Women’s rights activists call for coercive control and stalking legislation

Issues of domestic violence, gender pay gap, reproductive rights raised at Belfast rally

On International Women's Day protesters block rush hour traffic on O'Connell Bridge to highlight violence against women.

 

Women’s rights activists in Belfast are calling for the British government to introduce legislation around coercive control and stalking.

At the International Women’s Day rally and march on Saturday issues of concern raised by women included domestic violence, the gender pay gap, welfare reform, reproductive rights, same sex marriage equality and addressing the needs of migrant and disabled women.

A number of demonstrators at The Time is Now – Women Rise Up themed event also said their thoughts were with the family of the late Giselle Marimon-Herrera (37) from Columbia and her 15-year-old daughter Allison who were strangled to death at their home in Newry earlier this week.

Results of a post mortem have concluded that a 38-year-old man, who the PSNI believe was Giselle’s partner and who also lived at the address, died by hanging.

Police are not looking for anyone else in connection with the woman and girls’ murders.

On Saturday Women’s Aid chief executive Kelly Andrews told The Irish Times: “It is unacceptable that in this day and age that women are being murdered in their own homes.

“Intimate partner violence is real, it’s prevalent, women have been suffering it for centuries. No more. We are calling for an end to this and need to have appropriate legislation in Northern Ireland.

*****

Return the Belfast rally report's wording from "Women’s rights activists call" to "control and stalking." without any changes.

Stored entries

*****

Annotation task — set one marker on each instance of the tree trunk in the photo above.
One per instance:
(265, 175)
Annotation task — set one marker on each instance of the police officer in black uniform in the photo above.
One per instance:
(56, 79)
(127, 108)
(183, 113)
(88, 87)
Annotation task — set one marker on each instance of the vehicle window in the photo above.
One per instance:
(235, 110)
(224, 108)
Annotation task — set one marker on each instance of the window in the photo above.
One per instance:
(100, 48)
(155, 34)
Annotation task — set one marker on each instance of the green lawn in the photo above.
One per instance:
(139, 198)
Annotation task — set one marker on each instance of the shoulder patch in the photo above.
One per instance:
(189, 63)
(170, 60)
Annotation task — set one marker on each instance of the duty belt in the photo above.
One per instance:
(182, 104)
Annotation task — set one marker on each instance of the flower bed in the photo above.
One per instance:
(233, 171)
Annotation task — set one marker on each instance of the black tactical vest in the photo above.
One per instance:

*****

Reply to the task
Women’s rights activists call for coercive control and stalking legislation

Issues of domestic violence, gender pay gap, reproductive rights raised at Belfast rally

On International Women's Day protesters block rush hour traffic on O'Connell Bridge to highlight violence against women.

 

Women’s rights activists in Belfast are calling for the British government to introduce legislation around coercive control and stalking.